◆ Tasks to perform
- A) According to the excerpt on the basin's hydrogeology, when did groundwater extraction increase substantially?
- B) Transcribe everything in the basin hydrogeology excerpt from "2.1. Geology" down to "late Pliocene [8][9][10].".

◆ Excerpt
(begin)

Two shallow lakes (Juagué Nandé, Curi Nitz) existed until the second half of the 16th century in the eastern part of the IB, but were drained during the conquest. Curi Nitz remained as a wetland [2][3] (Figure 2). Pumping from the main aquifers began in the early 20th century with the drilling of the first wells. Extraction increased substantially in the early 1980s, causing a lowering of the water table, a temperature increase over time, and regional contamination of groundwater, with severe impacts for health and the environment [1]. While several studies of groundwater flow and water quality have been carried out in the IB, none have included a comprehensive analysis of the regional flow considering the effects of temperature. Numerous mathematical models have been applied to the study of artificial administrative aquifers since the 1980s, but they have relied on the assumed boundary conditions of the aquifers. Factors such as mountain massifs, the configuration of the water table in the mountains, and the hydraulic connections between mountains and the main aquifers have not yet been evaluated, despite the importance of understanding the long-term response of the basin and its aquifers to intense pumping and harmful solute migration.

2. Hydrogeology of the Basin

2.1. Geology

The IB is located in the vicinity of three geological provinces: the Sierra Madre Occidental, Trans-Mexican Neovolcanic Belt, and North American plate, where various types of rocks and sediments exist due to complex geological evolution. The lithological units that outcrop in the IB are divided into two large groups: basal complex and Cenozoic cover [4][5]. The former is composed of volcano-sedimentary rocks of Lower Cretaceous age related to the Guerrero Terrain, and a sequence of island arcs [6][7]. The latter has two members: (1) volcanic rocks of predominantly rhyolitic composition and sediments that date from the Eocene to the early Miocene, associated with the evolution of the Sierra Madre Occidental (SMOc); and (2) intermediate-to-mafic volcanic rocks and sediments with trace back to the late Miocene to late Pliocene [8][9][10].

(end)

◆ Data records
(begin)

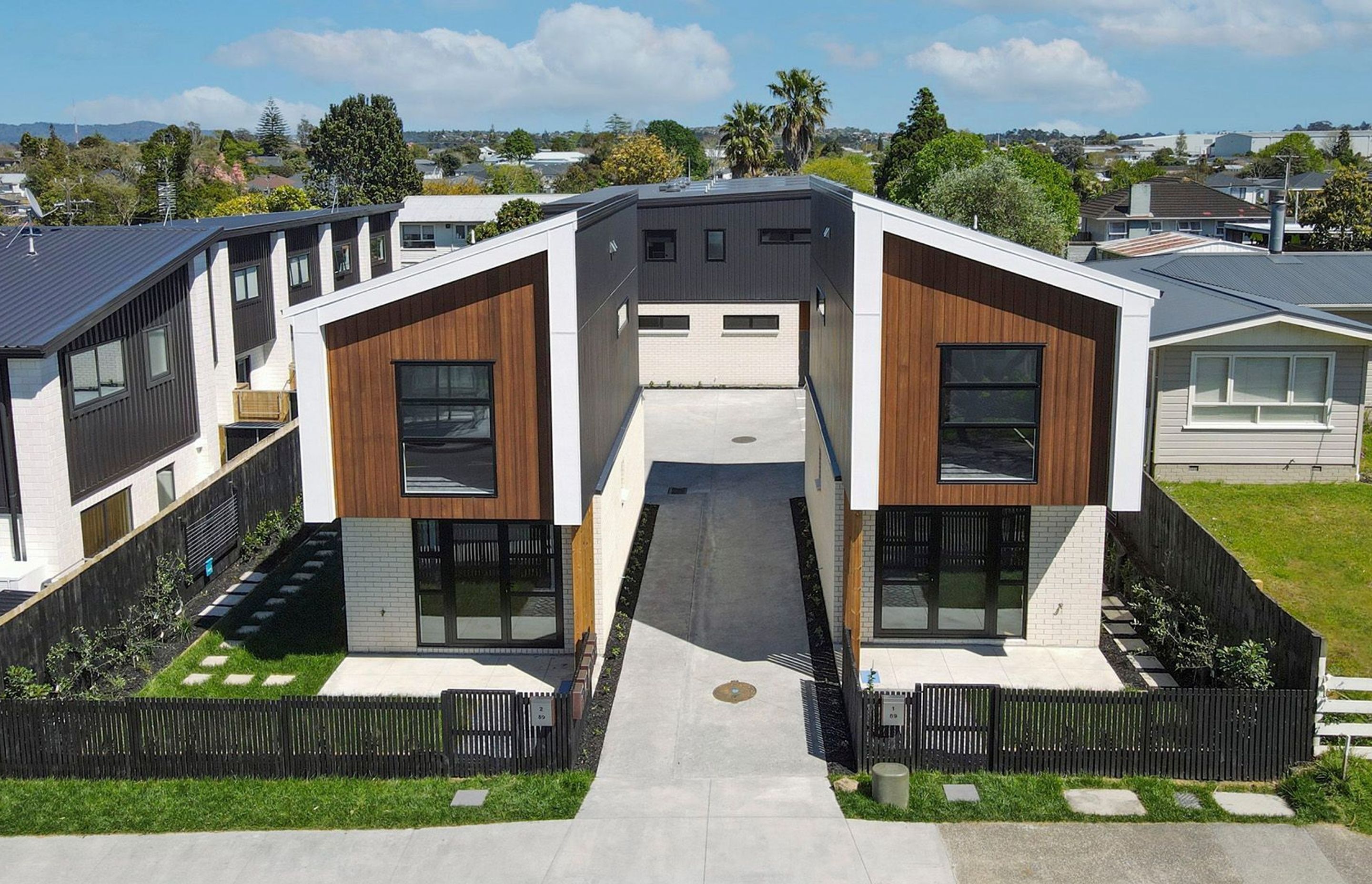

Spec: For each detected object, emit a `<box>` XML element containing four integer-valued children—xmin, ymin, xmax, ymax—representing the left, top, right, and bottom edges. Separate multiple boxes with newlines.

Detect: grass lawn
<box><xmin>1165</xmin><ymin>482</ymin><xmax>1372</xmax><ymax>675</ymax></box>
<box><xmin>139</xmin><ymin>538</ymin><xmax>347</xmax><ymax>699</ymax></box>
<box><xmin>0</xmin><ymin>772</ymin><xmax>591</xmax><ymax>836</ymax></box>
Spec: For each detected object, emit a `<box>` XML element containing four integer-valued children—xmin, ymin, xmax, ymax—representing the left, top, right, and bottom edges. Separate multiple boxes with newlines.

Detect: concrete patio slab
<box><xmin>1062</xmin><ymin>789</ymin><xmax>1149</xmax><ymax>817</ymax></box>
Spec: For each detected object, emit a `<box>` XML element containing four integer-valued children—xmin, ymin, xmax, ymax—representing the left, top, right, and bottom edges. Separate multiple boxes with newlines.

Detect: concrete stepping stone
<box><xmin>944</xmin><ymin>783</ymin><xmax>981</xmax><ymax>802</ymax></box>
<box><xmin>1172</xmin><ymin>792</ymin><xmax>1200</xmax><ymax>810</ymax></box>
<box><xmin>449</xmin><ymin>789</ymin><xmax>490</xmax><ymax>807</ymax></box>
<box><xmin>1062</xmin><ymin>789</ymin><xmax>1149</xmax><ymax>817</ymax></box>
<box><xmin>1213</xmin><ymin>792</ymin><xmax>1295</xmax><ymax>817</ymax></box>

(end)

◆ Solutions
- A) In the early 1980s.

- B)
2.1. Geology

The IB is located in the vicinity of three geological provinces: the Sierra Madre Occidental, Trans-Mexican Neovolcanic Belt, and North American plate, where various types of rocks and sediments exist due to complex geological evolution. The lithological units that outcrop in the IB are divided into two large groups: basal complex and Cenozoic cover [4][5]. The former is composed of volcano-sedimentary rocks of Lower Cretaceous age related to the Guerrero Terrain, and a sequence of island arcs [6][7]. The latter has two members: (1) volcanic rocks of predominantly rhyolitic composition and sediments that date from the Eocene to the early Miocene, associated with the evolution of the Sierra Madre Occidental (SMOc); and (2) intermediate-to-mafic volcanic rocks and sediments with trace back to the late Miocene to late Pliocene [8][9][10].